--- begin ---
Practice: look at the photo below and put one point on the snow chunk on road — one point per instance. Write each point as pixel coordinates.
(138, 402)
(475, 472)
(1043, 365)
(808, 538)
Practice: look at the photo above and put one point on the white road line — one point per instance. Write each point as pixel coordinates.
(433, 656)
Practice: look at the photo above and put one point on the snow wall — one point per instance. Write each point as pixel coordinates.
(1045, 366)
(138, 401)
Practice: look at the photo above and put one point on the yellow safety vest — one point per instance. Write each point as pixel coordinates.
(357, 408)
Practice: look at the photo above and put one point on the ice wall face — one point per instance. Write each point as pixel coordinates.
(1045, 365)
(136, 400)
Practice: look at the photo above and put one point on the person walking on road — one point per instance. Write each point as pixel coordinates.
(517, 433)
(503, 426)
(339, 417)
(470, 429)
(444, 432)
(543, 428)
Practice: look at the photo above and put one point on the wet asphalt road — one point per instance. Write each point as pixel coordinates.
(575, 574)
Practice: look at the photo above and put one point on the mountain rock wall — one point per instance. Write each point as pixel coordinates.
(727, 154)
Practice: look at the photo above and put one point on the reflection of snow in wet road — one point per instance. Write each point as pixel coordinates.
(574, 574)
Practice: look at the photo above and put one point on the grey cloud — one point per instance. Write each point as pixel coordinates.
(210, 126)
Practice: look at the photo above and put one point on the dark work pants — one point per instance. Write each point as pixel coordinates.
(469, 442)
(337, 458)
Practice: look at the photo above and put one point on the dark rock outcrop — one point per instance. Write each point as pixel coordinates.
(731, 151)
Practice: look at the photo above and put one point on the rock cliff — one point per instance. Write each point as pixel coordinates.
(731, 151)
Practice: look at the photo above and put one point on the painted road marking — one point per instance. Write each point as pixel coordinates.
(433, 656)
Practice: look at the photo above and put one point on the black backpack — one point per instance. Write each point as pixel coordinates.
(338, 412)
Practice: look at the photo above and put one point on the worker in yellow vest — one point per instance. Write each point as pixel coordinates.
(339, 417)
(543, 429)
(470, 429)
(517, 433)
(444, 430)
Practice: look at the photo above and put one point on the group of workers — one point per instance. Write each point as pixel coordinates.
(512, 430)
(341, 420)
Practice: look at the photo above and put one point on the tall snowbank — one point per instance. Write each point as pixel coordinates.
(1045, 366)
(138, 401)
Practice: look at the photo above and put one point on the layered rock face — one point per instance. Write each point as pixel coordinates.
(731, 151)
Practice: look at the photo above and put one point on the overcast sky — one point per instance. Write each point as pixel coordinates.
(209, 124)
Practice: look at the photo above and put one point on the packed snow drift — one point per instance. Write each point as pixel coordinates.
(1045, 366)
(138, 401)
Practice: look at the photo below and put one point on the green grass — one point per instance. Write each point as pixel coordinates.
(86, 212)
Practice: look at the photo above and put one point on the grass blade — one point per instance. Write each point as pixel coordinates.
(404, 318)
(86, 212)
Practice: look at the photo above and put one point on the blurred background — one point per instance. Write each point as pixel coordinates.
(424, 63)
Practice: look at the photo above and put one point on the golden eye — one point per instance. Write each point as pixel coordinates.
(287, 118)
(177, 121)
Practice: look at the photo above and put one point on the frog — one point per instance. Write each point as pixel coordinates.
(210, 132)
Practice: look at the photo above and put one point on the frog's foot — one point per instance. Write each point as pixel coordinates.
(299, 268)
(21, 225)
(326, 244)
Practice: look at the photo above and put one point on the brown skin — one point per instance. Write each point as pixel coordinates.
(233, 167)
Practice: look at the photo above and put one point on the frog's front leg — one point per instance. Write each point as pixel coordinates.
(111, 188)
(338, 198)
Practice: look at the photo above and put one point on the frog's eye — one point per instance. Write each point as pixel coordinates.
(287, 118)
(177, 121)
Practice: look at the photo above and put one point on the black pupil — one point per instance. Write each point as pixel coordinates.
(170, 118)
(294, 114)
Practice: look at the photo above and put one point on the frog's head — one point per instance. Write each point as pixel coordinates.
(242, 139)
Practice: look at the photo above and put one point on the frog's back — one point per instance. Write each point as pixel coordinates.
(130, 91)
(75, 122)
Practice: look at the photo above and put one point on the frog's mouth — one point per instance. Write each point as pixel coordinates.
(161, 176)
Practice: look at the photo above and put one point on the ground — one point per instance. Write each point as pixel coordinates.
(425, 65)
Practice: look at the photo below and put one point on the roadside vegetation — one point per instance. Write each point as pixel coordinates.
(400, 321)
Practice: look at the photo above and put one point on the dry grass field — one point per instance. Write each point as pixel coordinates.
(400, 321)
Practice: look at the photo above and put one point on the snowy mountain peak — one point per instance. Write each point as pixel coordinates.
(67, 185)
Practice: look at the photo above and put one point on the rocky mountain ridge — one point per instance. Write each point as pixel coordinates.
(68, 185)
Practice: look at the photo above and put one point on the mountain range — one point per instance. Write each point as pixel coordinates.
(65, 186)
--- end ---
PROBLEM TO SOLVE =>
Write out the records shown above, exactly as they appear.

PROBLEM SOLUTION =>
Practice: look at the photo below and put one point on the snow chunk on road — one point per instance. Write each point as pixel coordinates.
(138, 402)
(475, 472)
(1043, 365)
(808, 538)
Practice: look at the photo above and put one point on the white road line — one point per instance. Write each point as pixel coordinates.
(433, 656)
Practice: look at the photo above and put one point on the snow wall — one point per instance. Write each point as pixel coordinates.
(1045, 366)
(138, 401)
Practice: look at the photo above and put one point on the yellow safety vest — one point per instance. Write each point as pixel coordinates.
(357, 408)
Practice: look at the photo above and put one point on the ice wall face — one point per instance. Write each point as pixel coordinates.
(1045, 365)
(136, 400)
Practice: look at the photo above and put one point on the person walking on road — one point per instance. Write each point as pixel coordinates.
(517, 433)
(503, 426)
(339, 417)
(470, 429)
(444, 432)
(543, 428)
Practice: look at the photo above and put one point on the wet asphalt road — one point per instance. Write each point as pixel coordinates.
(575, 574)
Practice: look at the photo above and put one point on the mountain rock wall — one point per instance. Write each point as pixel coordinates.
(727, 154)
Practice: look at the photo above and put one point on the reflection of snow in wet road — one point per instance. Write each point as pixel coordinates.
(574, 574)
Practice: look at the photo above and put one point on the grey cloud — one point per instance. Write each point as pixel coordinates.
(210, 126)
Practice: look at the photo above and put one point on the dark work pants — one point per instance. Write each point as pixel coordinates.
(469, 442)
(337, 458)
Practice: look at the photo above and put one point on the dark rock outcrop — one point per instance. Write each point as pixel coordinates.
(731, 151)
Practice: look at the photo above and put one point on the rock cliff — one point per instance. Write each point as pixel coordinates.
(731, 151)
Practice: look at the photo above and put one point on the painted road marking — one point per instance. Write each point as pixel coordinates.
(433, 656)
Practice: look at the photo above and put one point on the black backpack — one point per instance. Write each point as pixel coordinates.
(338, 412)
Practice: look at the photo above and put one point on the worker in yellow vest — one point per instance. Write each point as pixel coordinates.
(339, 417)
(543, 429)
(470, 429)
(517, 433)
(444, 430)
Practice: look at the photo above and put one point on the group of workers — one point per instance. Write each point as pixel coordinates.
(512, 430)
(341, 420)
Practice: look at the photo above and put one point on the tall snowbank — one point per instance. Write each point as pixel coordinates.
(1045, 366)
(138, 401)
Practice: look at the photo above and put one point on the layered rock face — one point per instance. Write each point as pixel coordinates.
(731, 151)
Practice: look at the photo above and put one point on the overcast sky — one point per instance. Write each point as pixel coordinates.
(209, 124)
Practice: look at the photo above and put one point on the packed snow drift — one point per instance. Write each point as pixel coordinates.
(1045, 366)
(138, 401)
Practice: look at the photo below and put one point on the green grass — one point per instance. Write each point as pixel coordinates.
(86, 212)
Practice: look at the photo above and put one point on the grass blade — one point per instance. Write each point as pixel coordinates.
(404, 318)
(86, 212)
Practice: look at the photo above and put one point on the blurred background — one point per instance. Write each point as pixel coordinates.
(424, 63)
Practice: look at the photo above and put one point on the golden eye — one point per instance. Write each point as pixel coordinates.
(287, 118)
(177, 121)
Practice: look at the photo above and put one point on the frog — one point per instance. Write each point as pixel coordinates.
(210, 132)
Practice: look at the photo above and put one point on the frog's foot — one point per instance. Write each point as pixel coordinates.
(299, 268)
(21, 225)
(326, 244)
Practice: look at the photo above and put one point on the brown skin — one point per instance. Write each point as pixel coordinates.
(233, 167)
Practice: look at the photo above and put one point on the frog's front leg — one point per instance. Write each point as pixel coordinates.
(111, 188)
(338, 198)
Practice: look at the photo above and put one point on the frog's eye — one point per instance. Write each point as pixel coordinates.
(287, 118)
(177, 121)
Practice: look at the photo above and put one point on the black pupil — one point per instance. Write each point as pixel coordinates.
(170, 118)
(294, 114)
Practice: look at the photo above and put one point on the frog's head — one point per instance. Write each point as pixel coordinates.
(242, 139)
Practice: look at the photo above and put one point on the frog's back — one point per instance. Write each point as pixel coordinates.
(130, 91)
(75, 122)
Practice: look at the photo above and put one point on the frog's mouth — one point per instance. Write each point as pixel coordinates.
(161, 176)
Practice: look at the photo above and put one point on the ground — one point per instance. Write each point as pixel coordinates.
(425, 65)
Practice: look at the photo below and put one point on the roadside vegetation — one point per instance. Write each point as pixel coordinates.
(400, 321)
Practice: look at the photo above and put one point on the dry grass field — one point per instance. Write each point as pixel coordinates.
(400, 321)
Practice: look at the photo above and put one point on the snowy mountain peak — one point per instance. Write each point as pixel coordinates.
(67, 185)
Practice: look at the photo above and put one point on the rocky mountain ridge — one point per instance. Write each point as pixel coordinates.
(68, 185)
Practice: look at the photo above and put one point on the mountain range — one point per instance. Write each point as pixel coordinates.
(65, 186)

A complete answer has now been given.